Jumat, 27 Maret 2009

tugas artikel


Perempuan di Perspektif Parlemen

Oleh  Astrie Arifani Lubis

 

Pemilihan umum sudah di depan mata. Masyarakat Indonesia dihadapkan pada pesta demokrasi yang berlangsung bulan depan. Di awali dengan pemilihan calon legislatif dan partai kemudian diakhiri dengan pemilihan presiden dan wakilnya. Siapapun calon legislatif dan presiden yang terpilih dalam pemilu nanti diharapkan benar-benar mewakili aspirasi rakyat bukan hanya sekedar janji belaka. Untuk pemilihan calon legislatif perempuan mendapat jatah 30 % dari jatah kursi yang ada, namun menurut keputusan Mahkamah Agung keputusan tentang caleg perempuan berubah menjadi sistem suara terbanyak, siapa yang mendapat suara terbanyak dialah yang terpilih. Selanjutnya menurut Undang-undang No. 2 Tahun 2008 tentang Partai Politik dan Undang Undang No. 10 tahun 2008 tentang Pemilu anggota DPR, DPD dan DPRD yang baru semakin memberikan jaminan peluang bagi peningkatan keterwakilan perempuan di kancah politik, namun disisi lain juga memberikan tantangan bagi perempuan untuk menyakinkan kepada masyarakat maupun partai politik bahwa mereka layak untuk mengisi peluang dan siap berkompetisi dengan kaum laki-laki.

Keberadaan perempuan di kancah politik bukanlah hal yang mudah. Perempuan harus dapat bersaing dengan mitranya kaum laki-laki. Menurut Meutia Menteri Negara Pemberdayaan Perempuan RI kemampuan yang harus dimiliki perempuan dalam pemilihan kali ini ialah motivasi kuat untuk berjuang, dipilih oleh partai politik sebagai kandidat, dipilih oleh para pemilih dan bekal dana yang memadai merupakan persyaratan yang harus dipenuhi.

* _Baris Data_

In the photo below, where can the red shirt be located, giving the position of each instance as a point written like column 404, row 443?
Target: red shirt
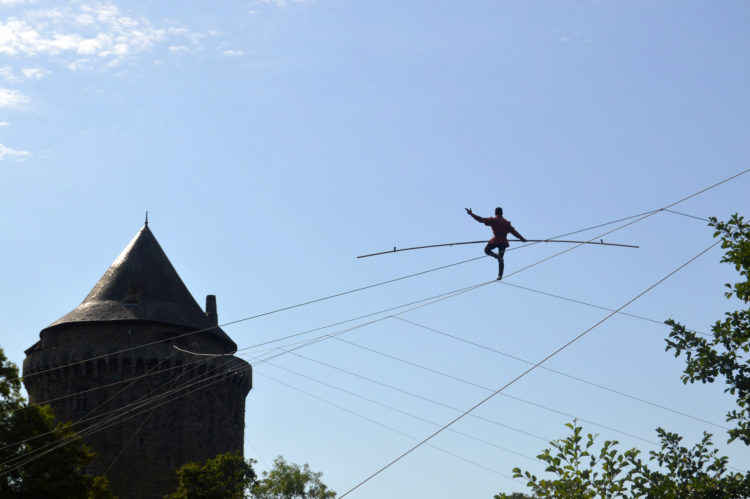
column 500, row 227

==

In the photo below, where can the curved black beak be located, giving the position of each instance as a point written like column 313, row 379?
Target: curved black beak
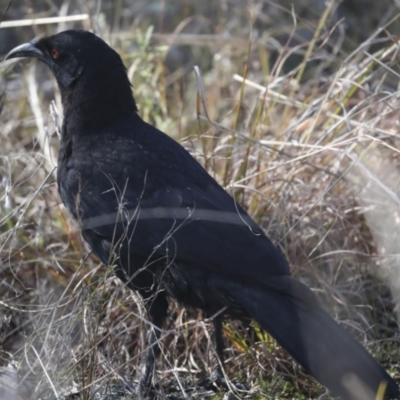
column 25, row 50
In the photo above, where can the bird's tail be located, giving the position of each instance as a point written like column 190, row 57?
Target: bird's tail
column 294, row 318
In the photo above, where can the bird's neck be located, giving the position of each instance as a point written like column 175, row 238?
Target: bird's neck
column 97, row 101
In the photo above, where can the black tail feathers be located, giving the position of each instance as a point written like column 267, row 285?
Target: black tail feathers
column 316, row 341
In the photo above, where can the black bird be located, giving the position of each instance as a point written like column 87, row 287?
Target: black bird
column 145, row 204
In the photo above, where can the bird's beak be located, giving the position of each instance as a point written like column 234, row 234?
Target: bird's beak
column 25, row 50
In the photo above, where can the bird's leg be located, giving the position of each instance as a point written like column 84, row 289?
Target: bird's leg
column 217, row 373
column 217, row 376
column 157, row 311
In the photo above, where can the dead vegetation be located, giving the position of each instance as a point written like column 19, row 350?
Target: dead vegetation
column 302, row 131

* * *

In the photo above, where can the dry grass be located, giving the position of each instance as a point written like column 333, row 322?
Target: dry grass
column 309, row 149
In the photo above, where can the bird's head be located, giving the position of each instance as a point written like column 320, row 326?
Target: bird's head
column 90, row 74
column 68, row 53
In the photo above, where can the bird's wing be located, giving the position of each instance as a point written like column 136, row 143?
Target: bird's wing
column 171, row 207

* _Tugas dan Latihan_
**1.** Dalam artikel tentang perempuan di parlemen, berapa jatah kursi yang semula diberikan untuk calon legislatif perempuan?
**2.** Lanjutkan artikel tentang perempuan di parlemen mulai dari kalimat sesudah bagian terakhirnya.

* _Jawaban Latihan_
**1.** 30% dari jatah kursi yang ada.

**2.**
Untuk melewati itu perempuan harus mengembangkan kualitas dan kapasitas dirinya baik rasa percaya diri maupun wawasan pengetahuan, meningkatkan cakrawala seni berpolitik seperti membentuk opini, memformulasikan gagasan/pemikiran dan memyampaikan ide dengan tegas, ujar Meutia. Menteri Negara Pemberdayaan Perempuan RI mengatakan pula  bahwa salah satu kunci keberhasilan perjuangan politik kaum perempuan adalah komitmen kaum perempuan sendiri baik individu maupun sebagai kelompok (organisasi) disamping didukung oleh keikhlasan kaum laki-laki menerima perempuan sebagai mitra dalam kancah politik dan bukan berarti perempuan meminta belas kasihan namun menuntut atau mengingatkan kaum laki-laki akan prinsip kesetaraan hak, ujarnya.

Keberadaan perempuan di parlemen banyak menimbulkan pertanyaan tersendiri. Mampukah perempuan bekerja di parlemen? Akankah dengan keberadaan perempuan di parlemen dapat membawa perubahan?

Dalam kasus yang berbeda menurut sejumlah penelitian yang dilakukan, bahkan juga yang dilakukan lembaga dunia seperti  Bank Dunia menyebutkan bahwa perempuan dalam berbagai posisi secara statistik menunjukkan lebih tidak melanggar hukum dan lebih jujur. Karena itu, muncul harapan, apabila ada lebih banyak perempuan dalam
berbagai posisi penting baik di pemerintahan maupun perusahaan swasta, itu
akan membantu menekan tingkat praktek buruk dan penyalahgunaan wewenang yang merugikan orang banyak. Penelitian ini menunjukkan bahwa adanya harapan perempuan di kancah perpolitikan, perempuan mampu membawa perubahan di parlemen karena perempuan dalam berbagai posisi secara statistik menunjukkan lebih tidak melanggar hukum dan lebih jujur.

Tapi itu bukan merupakan harga mati bagi sifat dan keberadaan perempuan secara umum. Menurut Dr Francisia Seda, pengajar sosiologi pada Fakultas Ilmu Sosial dan
Ilmu Politik Universitas Indonesia, upaya memperbanyak wakil perempuan di
lembaga legislatif jangan dilihat sebagai jaminan bahwa semua perempuan akan
menjadi lebih baik dibandingkan dengan laki-laki. "Perempuan juga heterogen,
sama seperti laki-laki, tetapi yang penting adalah mencari yang baik," papar
Francisia. Di mana-mana sama, yaitu perempuan pun merupakan kelompok yang heterogen.
"Karena itu, kami sering mengatakan untuk tidak memilih sembarang perempuan.
Mesti dilihat lagi perempuan yang mana dan dari partai seperti apa," papar
Fransisca yang juga Ketua Divisi Perempuan Centre for Electoral Reform (Cetro).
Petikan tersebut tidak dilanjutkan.